• What the exercise asks: Please tally the lines below that contain the word "Target" and reply with the total alone.

• Exercise material:
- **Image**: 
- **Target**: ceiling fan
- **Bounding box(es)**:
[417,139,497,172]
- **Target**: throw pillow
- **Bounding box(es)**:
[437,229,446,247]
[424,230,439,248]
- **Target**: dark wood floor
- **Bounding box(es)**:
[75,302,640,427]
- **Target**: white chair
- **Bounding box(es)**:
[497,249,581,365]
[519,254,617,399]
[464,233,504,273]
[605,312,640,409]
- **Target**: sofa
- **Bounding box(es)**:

• Solution for this exercise: 5